[Records drawn from a dataset]

______

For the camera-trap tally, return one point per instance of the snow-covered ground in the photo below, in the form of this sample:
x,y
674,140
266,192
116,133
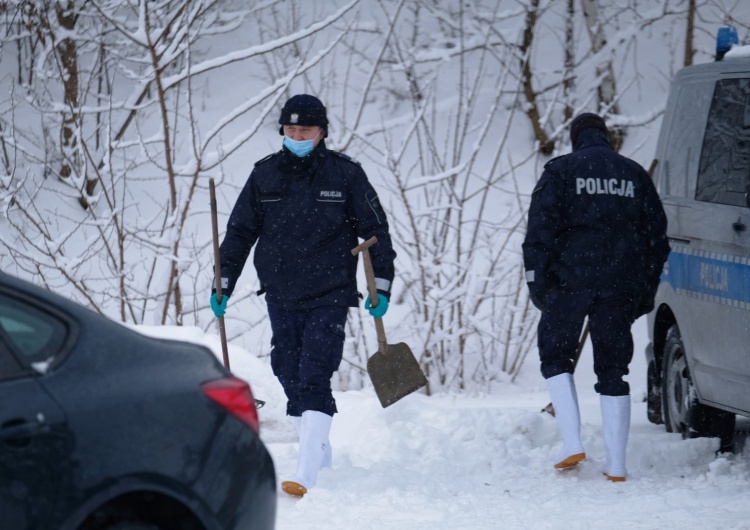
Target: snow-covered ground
x,y
485,461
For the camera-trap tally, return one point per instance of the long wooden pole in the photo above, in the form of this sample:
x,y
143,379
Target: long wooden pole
x,y
217,271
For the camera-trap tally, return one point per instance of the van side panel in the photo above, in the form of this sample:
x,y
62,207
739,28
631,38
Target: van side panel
x,y
705,164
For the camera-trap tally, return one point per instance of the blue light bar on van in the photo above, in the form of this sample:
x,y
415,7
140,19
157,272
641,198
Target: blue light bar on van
x,y
725,39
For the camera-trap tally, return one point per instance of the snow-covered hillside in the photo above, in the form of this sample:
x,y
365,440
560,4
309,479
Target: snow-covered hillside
x,y
475,462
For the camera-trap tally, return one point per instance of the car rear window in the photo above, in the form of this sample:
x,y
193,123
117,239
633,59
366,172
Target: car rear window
x,y
35,336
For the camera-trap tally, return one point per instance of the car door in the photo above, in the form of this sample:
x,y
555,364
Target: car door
x,y
35,445
710,266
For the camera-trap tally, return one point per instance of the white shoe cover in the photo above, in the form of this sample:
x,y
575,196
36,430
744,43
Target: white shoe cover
x,y
313,440
615,429
562,392
328,458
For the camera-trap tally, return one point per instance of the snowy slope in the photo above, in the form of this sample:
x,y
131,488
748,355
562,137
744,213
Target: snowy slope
x,y
479,462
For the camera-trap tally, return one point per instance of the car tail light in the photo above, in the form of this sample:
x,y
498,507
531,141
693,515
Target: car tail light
x,y
235,396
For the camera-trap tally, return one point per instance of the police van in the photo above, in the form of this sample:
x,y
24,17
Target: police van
x,y
699,331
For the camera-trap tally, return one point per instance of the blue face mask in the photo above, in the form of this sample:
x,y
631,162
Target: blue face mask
x,y
299,147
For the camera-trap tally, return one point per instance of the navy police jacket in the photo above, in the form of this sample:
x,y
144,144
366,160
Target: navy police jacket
x,y
596,221
306,215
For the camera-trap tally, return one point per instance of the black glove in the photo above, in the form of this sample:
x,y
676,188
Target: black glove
x,y
538,294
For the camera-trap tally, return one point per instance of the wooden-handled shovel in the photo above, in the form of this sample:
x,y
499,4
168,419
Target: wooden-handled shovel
x,y
393,369
217,271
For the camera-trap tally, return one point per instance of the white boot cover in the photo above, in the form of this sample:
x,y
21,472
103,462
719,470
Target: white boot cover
x,y
328,458
313,439
615,428
562,392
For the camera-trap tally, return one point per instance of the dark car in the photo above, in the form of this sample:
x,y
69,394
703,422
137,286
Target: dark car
x,y
104,428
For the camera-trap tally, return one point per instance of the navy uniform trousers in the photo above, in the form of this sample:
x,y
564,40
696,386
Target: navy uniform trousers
x,y
610,318
307,346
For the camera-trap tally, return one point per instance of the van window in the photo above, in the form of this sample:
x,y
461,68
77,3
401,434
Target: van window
x,y
723,169
685,137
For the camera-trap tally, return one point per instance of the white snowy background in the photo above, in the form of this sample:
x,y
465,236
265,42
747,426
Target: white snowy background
x,y
481,457
482,461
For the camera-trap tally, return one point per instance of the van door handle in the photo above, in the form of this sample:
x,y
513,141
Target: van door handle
x,y
23,431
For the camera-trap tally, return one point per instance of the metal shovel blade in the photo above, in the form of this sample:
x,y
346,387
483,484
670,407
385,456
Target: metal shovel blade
x,y
395,373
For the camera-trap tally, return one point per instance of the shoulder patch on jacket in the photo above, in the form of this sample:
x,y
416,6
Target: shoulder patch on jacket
x,y
553,161
345,157
266,159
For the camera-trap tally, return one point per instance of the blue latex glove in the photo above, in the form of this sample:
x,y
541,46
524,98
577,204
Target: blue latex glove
x,y
379,310
219,308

______

# BRIEF:
Every record above should be duplicated precisely, with the images removed.

# FINISHED TASK:
For the camera-trap tally, return one point per instance of the snow-covered ground in the photo below, in the form of this sample:
x,y
674,140
266,192
116,133
Target: snow-covered ground
x,y
485,461
For the camera-trap tally, return one point per instance of the long wooden pole in the photo above, in the form of this sample:
x,y
143,379
Target: long wooden pole
x,y
217,271
For the camera-trap tally, return one point per instance of the van side panel in the photo above, in the form of this sample:
x,y
62,207
739,28
631,38
Target: van side panel
x,y
705,164
For the camera-trap tally, return one point per instance of the blue light bar on van in the photo above, in the form of this sample:
x,y
415,7
140,19
157,272
641,198
Target: blue light bar on van
x,y
725,39
For the camera-trap tally, return one point per instance of the snow-covered hillside in the photo above, in the form of this sample:
x,y
365,440
560,4
309,479
Target: snow-covered hillside
x,y
475,462
For the camera-trap tally, return one point per instance of the car rear window in the photo above, in the form of this sample:
x,y
193,123
117,239
633,59
366,172
Target: car rear window
x,y
35,336
For the camera-trap tally, return one point per instance of the car door in the photo above, in the form of this sample:
x,y
555,364
Target: car door
x,y
35,445
710,266
For the camera-trap tally, return one point per instance of the white shoe cover in the photo above, in the form of this sample:
x,y
575,196
36,430
744,43
Target: white shoe cover
x,y
313,440
615,429
562,392
328,458
For the camera-trap tally, return one point per instance of the snowy slope in the photo above, in the form of this sample:
x,y
131,488
748,355
562,137
744,213
Target: snowy slope
x,y
479,462
For the camera-trap tally, return one point per instance of the car tail light in the photo above, in the form of this sample:
x,y
498,507
531,141
693,515
Target: car tail light
x,y
235,396
For the camera-trap tally, return one point per instance of the police van in the photo above, in the form of this sample:
x,y
24,17
Target: police van
x,y
699,331
For the camera-trap tally, return one point per instance of the blue face mask in the photo above, in the form of this sample:
x,y
631,162
Target: blue face mask
x,y
299,147
For the camera-trap tally, return one point per instance of the navy police jacket in the photo above, in the form of this sample:
x,y
144,144
366,160
Target: navy police jacket
x,y
596,221
306,215
For the camera-trap tally, return one point per instance of the black glove in the photo above, in the form of this sample:
x,y
676,188
Target: black glove
x,y
538,294
For the camera-trap tally, return one point per instance of the wooden-handled shovel in the photo above, in the form of this sample:
x,y
499,4
168,419
Target: wooden-handled shovel
x,y
393,369
217,271
For the camera-trap tally, return one point per instance of the white boot cover in the photo above, in the form of this sample:
x,y
21,472
103,462
719,470
Target: white boot cover
x,y
328,458
313,439
615,428
562,392
For the camera-trap tally, return one point per instance of the dark car in the photo above, in the form of this sample:
x,y
69,394
703,422
137,286
Target: dark car
x,y
104,428
For the camera-trap tally, return one point per instance of the navy uniform trousers in the photo above, in the form of this sample:
x,y
564,40
696,386
Target: navy uniform trousers
x,y
610,318
307,346
For the camera-trap tally, return one point per instance of the van window in the photo above, in the form of this sample:
x,y
461,68
77,3
401,434
Target: van window
x,y
723,169
685,137
For the camera-trap tally, return one point per instance of the white snowy background in the photo above, in the form of this sample:
x,y
465,236
265,42
747,426
Target: white snowy background
x,y
481,457
482,461
For the camera-trap tally, return one point per instance of the van door handle in the photo above, in the form of this sample:
x,y
513,141
Target: van door handle
x,y
23,431
For the camera-trap tally, return one point per instance of the metal shovel blade in the photo above, in the form of this sample:
x,y
346,387
483,484
670,407
385,456
Target: metal shovel blade
x,y
395,373
For the camera-trap tally, return one point per instance of the shoulder patch on jacket in the photo above, in the form of this sample:
x,y
416,6
Target: shoulder patch on jacket
x,y
553,161
345,157
266,159
For the camera-trap tally, return one point per instance of the blue latex glove in the photo above, in the form of this sample:
x,y
541,46
524,98
577,204
Target: blue latex glove
x,y
379,310
219,308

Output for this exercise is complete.